Safa Jafari Safa, Office of Communications, email@example.com
Research conducted in the Department of Chemistry
at AUB that was recently published in ACS Catalysis, a prestigious high impact publication of the American Chemical Society (ACS), has been selected for ACS Editors’ Choice. An honor that is given to original research that “exemplifies the Society’s commitment to improving people's lives through the transforming power of chemistry,” it recognized the work led by Dr. Lara Halaoui for its “potential for broad public interest.”
The research aims to contribute to the understanding of oxygen evolution reaction catalysts from non-precious metals, and is seen to pave the way to sustainable solar water splitting systems for renewable energy solutions.
“We want to eventually store solar energy in high energy-density chemical bonds for use on demand by mimicking what nature did in photosynthesis,” said Halaoui. “The findings in this study are of fundamental value to understand a class of oxygen evolution catalysts made from cheap materials, and will have practical implications for the rational design of catalysts for efficient solar water splitting systems. Finding renewable energy sources that do not harm our environment is a priority now for sustaining our life on earth.”
In their two-year study of long hours of electrochemistry experiments, the AUB researchers worked to understand the promotion role of iron (Fe) atoms in enhancing oxygen evolution catalysis at Ni(Fe)-oxo/hydroxide catalysts, building on attempts to provide a renewable clean source of energy, hydrogen fuel, through efficient solar water splitting. In this study, the location of the active iron within the catalyst was examined by conducting a detailed electrochemical investigation of oxygen evolution reaction catalysis at Ni(Fe)-oxo/hydroxide catalysts, in the presence or absence of iron in the catalyst, and in solution during activation and during catalysis. The electrochemical data was found to be fully consistent with a new hypothesis that active iron is being generated at the surface post-deposition, rather than being included in the bulk during catalyst formation. This work also showed that the active site is in fact dynamic and not sustainable at the iron-activated Ni(Fe)-oxo/hydroxide catalysts in an iron-free solution.

= ENTRIES SUPPLIED =

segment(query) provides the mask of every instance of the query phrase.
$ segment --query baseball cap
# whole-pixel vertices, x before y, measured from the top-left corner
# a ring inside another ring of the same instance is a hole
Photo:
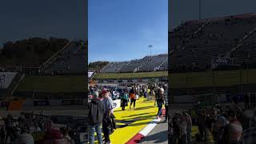
[[[106,93],[108,93],[108,91],[106,90],[102,90],[102,94],[106,94]]]
[[[94,91],[93,94],[92,94],[93,97],[94,98],[98,98],[98,91]]]

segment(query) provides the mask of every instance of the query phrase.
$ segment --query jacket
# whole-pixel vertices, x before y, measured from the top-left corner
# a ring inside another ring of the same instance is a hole
[[[95,125],[102,123],[105,111],[103,102],[98,99],[93,98],[88,104],[89,108],[89,124]]]

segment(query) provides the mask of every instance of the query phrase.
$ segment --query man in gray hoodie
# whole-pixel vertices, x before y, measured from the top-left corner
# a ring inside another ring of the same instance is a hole
[[[98,142],[102,144],[102,123],[105,111],[103,102],[98,98],[98,93],[93,93],[93,99],[88,104],[89,108],[89,143],[94,143],[94,133],[96,131]]]

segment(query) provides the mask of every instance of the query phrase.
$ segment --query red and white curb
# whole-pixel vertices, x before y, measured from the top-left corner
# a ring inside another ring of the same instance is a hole
[[[166,110],[162,109],[162,115],[165,115]],[[160,118],[154,119],[146,127],[144,127],[140,132],[130,139],[126,144],[137,144],[140,142],[161,121]]]

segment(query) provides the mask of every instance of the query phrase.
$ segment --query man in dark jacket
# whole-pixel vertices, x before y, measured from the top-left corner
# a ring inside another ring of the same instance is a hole
[[[96,130],[98,142],[102,144],[102,123],[105,111],[103,102],[98,98],[98,93],[93,93],[93,99],[88,104],[89,107],[89,143],[94,143],[94,133]]]

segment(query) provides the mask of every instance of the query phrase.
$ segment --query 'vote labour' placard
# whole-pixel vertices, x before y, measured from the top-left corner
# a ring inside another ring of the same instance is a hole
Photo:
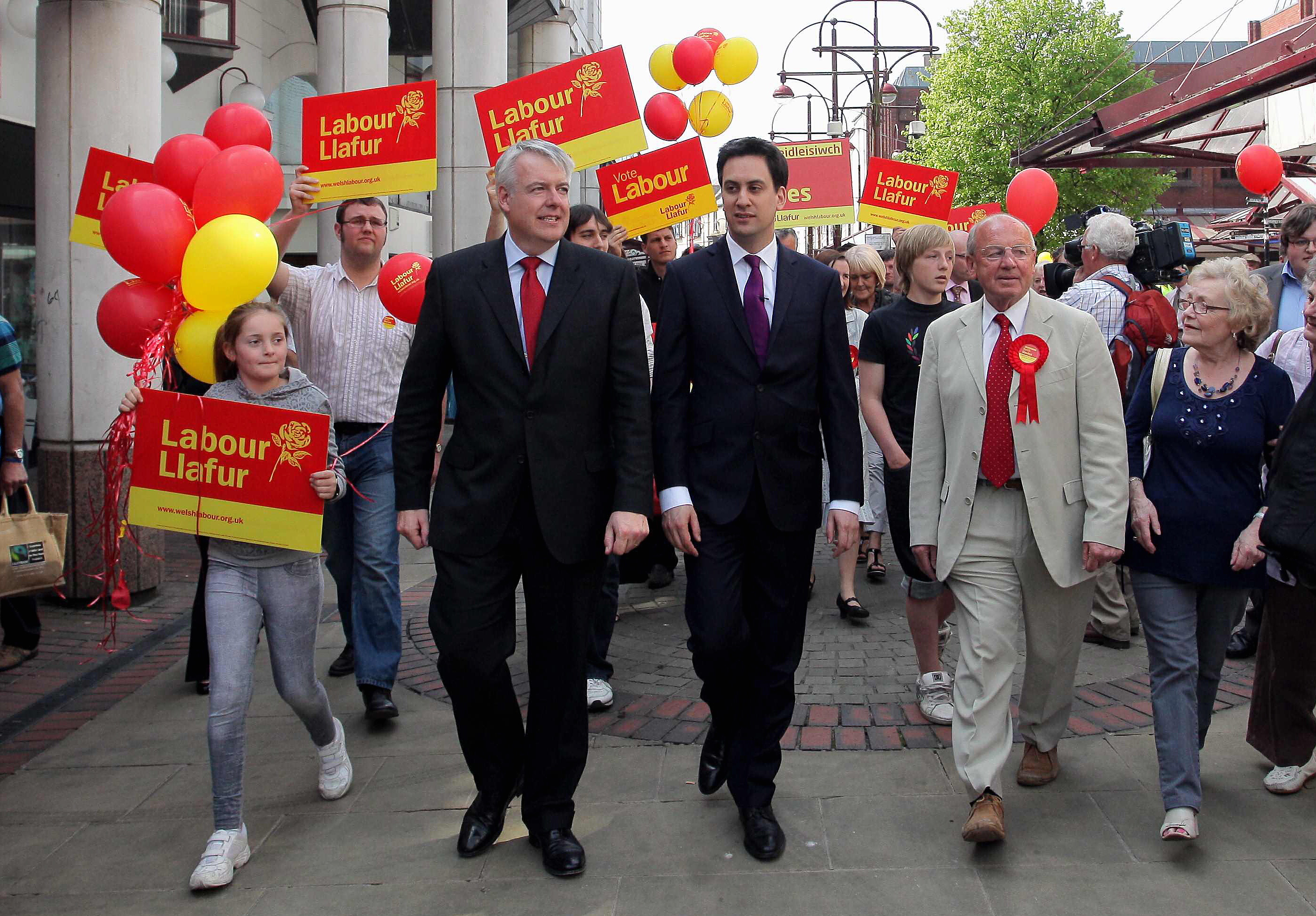
[[[130,155],[120,155],[109,150],[87,150],[87,167],[83,168],[83,183],[78,191],[78,205],[74,208],[74,221],[68,228],[68,241],[103,249],[100,241],[100,213],[105,201],[129,184],[153,180],[154,166]]]
[[[959,172],[873,157],[859,196],[859,222],[945,226],[958,180]]]
[[[128,522],[318,551],[328,451],[324,413],[142,391]]]
[[[476,92],[475,111],[491,166],[521,140],[557,143],[576,170],[649,145],[620,45]]]
[[[791,167],[791,180],[786,184],[786,207],[776,211],[776,228],[854,222],[850,142],[807,140],[778,146]]]
[[[699,137],[600,168],[599,197],[632,237],[717,209]]]
[[[438,89],[400,83],[301,101],[301,162],[317,203],[438,187]]]

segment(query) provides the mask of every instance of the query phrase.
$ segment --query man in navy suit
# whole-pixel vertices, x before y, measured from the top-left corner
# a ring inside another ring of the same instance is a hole
[[[772,780],[804,645],[824,440],[837,555],[858,540],[863,499],[841,283],[776,241],[787,178],[765,140],[719,151],[726,238],[667,267],[653,380],[663,532],[686,553],[690,650],[712,709],[699,788],[729,786],[761,859],[786,842]]]

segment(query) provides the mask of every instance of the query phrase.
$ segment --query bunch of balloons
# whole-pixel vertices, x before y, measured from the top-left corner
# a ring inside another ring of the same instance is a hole
[[[184,303],[175,355],[188,374],[216,380],[216,330],[270,284],[279,263],[265,225],[283,197],[271,143],[265,114],[242,103],[222,105],[201,134],[161,145],[154,182],[130,184],[107,201],[101,241],[134,275],[111,287],[96,311],[112,350],[139,359]]]
[[[732,103],[717,89],[704,89],[690,105],[672,95],[717,74],[722,86],[749,79],[758,66],[758,49],[749,38],[726,38],[717,29],[700,29],[675,45],[662,45],[649,57],[649,75],[671,92],[645,103],[645,126],[659,140],[680,140],[688,124],[700,137],[716,137],[732,122]]]

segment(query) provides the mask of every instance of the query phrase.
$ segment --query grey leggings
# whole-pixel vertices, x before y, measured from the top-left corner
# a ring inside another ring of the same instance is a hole
[[[233,830],[242,824],[246,711],[262,621],[279,696],[301,719],[316,746],[334,738],[329,698],[315,669],[322,598],[318,557],[268,567],[211,559],[205,580],[205,633],[211,641],[207,736],[216,830]]]

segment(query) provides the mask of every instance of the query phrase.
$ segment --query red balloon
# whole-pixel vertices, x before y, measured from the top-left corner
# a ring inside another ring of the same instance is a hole
[[[283,199],[283,168],[259,146],[230,146],[196,176],[192,216],[200,229],[217,216],[245,213],[265,222]]]
[[[100,215],[100,241],[109,257],[151,283],[168,283],[179,275],[183,253],[195,234],[187,204],[150,182],[116,191]]]
[[[1245,146],[1234,162],[1238,183],[1253,193],[1266,193],[1279,187],[1284,176],[1284,163],[1275,150],[1265,143]]]
[[[1005,209],[1028,224],[1036,236],[1055,216],[1059,193],[1045,168],[1025,168],[1015,175],[1005,190]]]
[[[114,353],[141,359],[146,340],[164,325],[172,311],[172,290],[134,276],[116,283],[100,297],[96,330]]]
[[[645,126],[658,140],[679,140],[690,124],[690,112],[671,92],[659,92],[645,103]]]
[[[671,68],[691,86],[699,86],[713,70],[713,49],[697,36],[682,38],[671,53]]]
[[[399,321],[416,324],[420,318],[429,263],[424,254],[408,251],[395,254],[379,268],[379,301]]]
[[[726,36],[724,36],[717,29],[700,29],[699,32],[695,33],[695,37],[707,41],[708,46],[713,49],[713,53],[717,51],[719,45],[726,41]]]
[[[171,137],[155,154],[153,178],[157,184],[163,184],[182,197],[184,204],[191,204],[196,176],[201,174],[207,162],[218,155],[218,151],[220,147],[215,141],[201,134]]]
[[[274,145],[274,134],[265,114],[241,101],[230,101],[216,108],[211,117],[205,118],[205,129],[201,133],[213,140],[221,150],[249,145],[268,151]]]

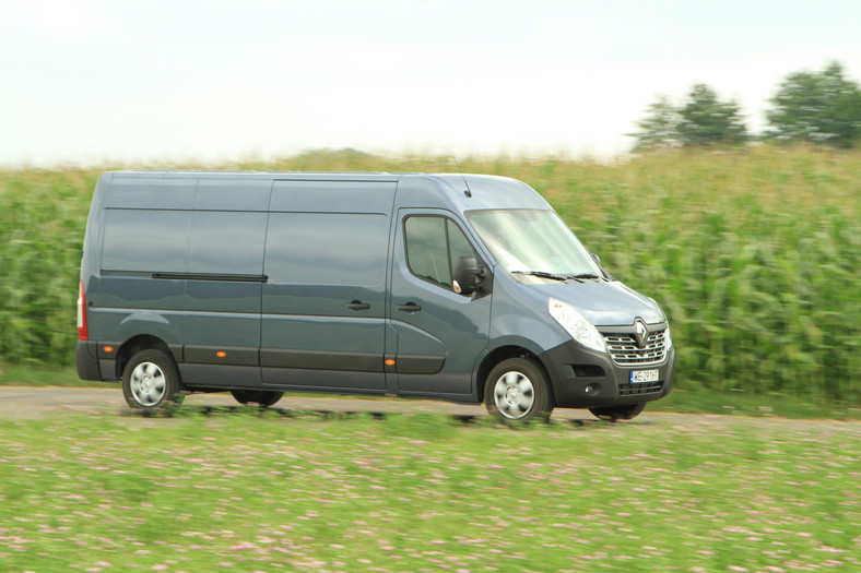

= WORK ITEM A =
Please translate this sentence from the AUB chemistry article into Spanish: "The research aims to contribute to the understanding of oxygen evolution reaction catalysts from non-precious metals, and is seen to pave the way to sustainable solar water splitting systems for renewable energy solutions."
= WORK ITEM B =
Answer these questions from the AUB chemistry article.
(i) In which journal was the research published?
(ii) Who led the work?
(iii) How long did the study run?
The listing has nothing to do with the AUB chemistry article.

= ANSWER SECTION A =
La investigación busca contribuir a la comprensión de los catalizadores de la reacción de evolución de oxígeno a partir de metales no preciosos, y se considera que allana el camino hacia sistemas sostenibles de disociación solar del agua para soluciones de energía renovable.

= ANSWER SECTION B =
(i) ACS Catalysis
(ii) Dr. Lara Halaoui
(iii) Two years